[Quoted passage]
-*-*-

Extract text areas

GroupDocs.Parser provides functionality to extract text areas with position information (coordinates) and formatting details from documents.

Prerequisites

  • GroupDocs.Parser for Python via .NET installed
  • Sample documents for testing
  • Understanding of coordinate systems in documents

What are text areas?

Text areas represent rectangular regions on a page containing text. Each text area includes:

  • Page index: The page where the text appears
  • Rectangle: Position and size (x, y, width, height)
  • Text: The actual text content
  • Baseline: The baseline position of the text
  • Text style: Formatting information (font, size, etc.)
  • Child areas: For composite text areas

Extract text areas from document

To extract all text areas from a document:

from groupdocs.parser import Parser

# Create an instance of Parser class
with Parser("./sample.pdf") as parser:
    # Extract text areas
    text_areas = parser.get_text_areas()
    
    # Check if text areas extraction is supported
    if text_areas is None:
        print("Text areas extraction isn't supported")
    else:
        # Iterate over text areas
        for area in text_areas:
            # Print page index, rectangle, and text
            print(f"Page: {area.page.index}, Rectangle: {area.rectangle}, Text: {area.text}")

The following sample file is used in this example: sample.pdf

Expected behavior: Returns a collection of PageTextArea objects with position and text information for each text area in the document.

-*-*-

[Data provided]
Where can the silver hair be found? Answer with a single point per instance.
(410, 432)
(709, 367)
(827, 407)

-*-*-

[What needs to be done]
Answer these from the page on extracting text areas:
(a) What does the Rectangle of a text area give?
(b) What message does the sample code print when text area extraction isn't supported?
(c) What kind of objects are returned, according to the expected behavior?

[Solution for this task]
(a) The position and size (x, y, width, height).
(b) "Text areas extraction isn't supported"
(c) A collection of PageTextArea objects.